── SUPPLIED TEXT

AUSWR
The Association of U S West Retirees
 

 

 

Shareholders Push For Vote on Executive Pay
By Erin White and Aaron O. Patrick
The Wall Street Journal
Monday, February 26, 2007

Some shareholders are angry about soaring executive pay.  Soon, they may get a voice.

Ahead of this year's annual meetings, activist investors have submitted shareholder proposals at roughly 60 companies seeking an advisory vote on executive pay, according to Institutional Shareholder Services.  Targets include
Citigroup Inc., Wells Fargo & Co., WellPoint Inc. and Northrop Grumman Corp.

The vote would be nonbinding, but activists hope that public censure, or the threat of it, would prompt directors to curb outsized awards and better link pay with performance.  The proposals come as new Securities and Exchange Commission rules requiring greater disclosure promise to cast a brighter spotlight on compensation.

────

* [BRIEF]:
Continue the article on shareholders seeking an advisory vote on executive pay, starting right after its last sentence.

── COLLECTED DATA

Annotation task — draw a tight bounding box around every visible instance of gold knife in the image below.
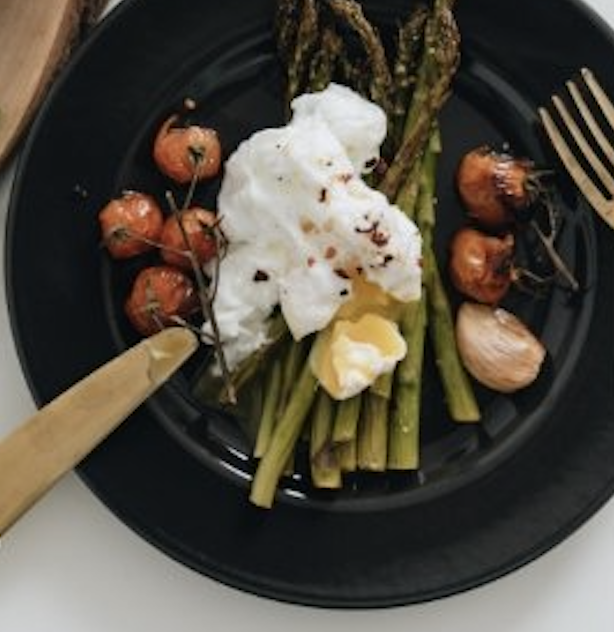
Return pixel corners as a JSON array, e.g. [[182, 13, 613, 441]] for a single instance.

────

* [RESPONSE]:
One company facing a shareholder proposal, insurer
Aflac Inc., agreed earlier this month to give investors a nonbinding vote on executive compensation, beginning in 2009.  Others, including Pfizer Inc. and Schering-Plough Corp., are discussing the possibility of similar moves.

This week, U.S. Rep. Barney Frank (D., Mass.), the new chairman of the House Financial Services Committee, plans to introduce a revised version of his 2005 bill that aimed to give shareholders power to veto executive-pay deals.  He will hold a hearing next week on his latest measure, which instead would require advisory votes.

The activists are taking a page from the British.  Since 2003, United Kingdom shareholders have cast advisory votes on corporate compensation policies and how much they pay executives.  Investors and companies say the practice, which began after the British government passed a law requiring it for all public companies, has generated more discussion between shareholders and boards.

But it hasn't necessarily curbed compensation.

"We have better disclosure and better accountability," says Ian Jones, head of responsible investment at Co-operative Insurance Society Ltd., an insurance company with about $40 billion under management.  But "I don't think it's had much effect on the amount of remuneration."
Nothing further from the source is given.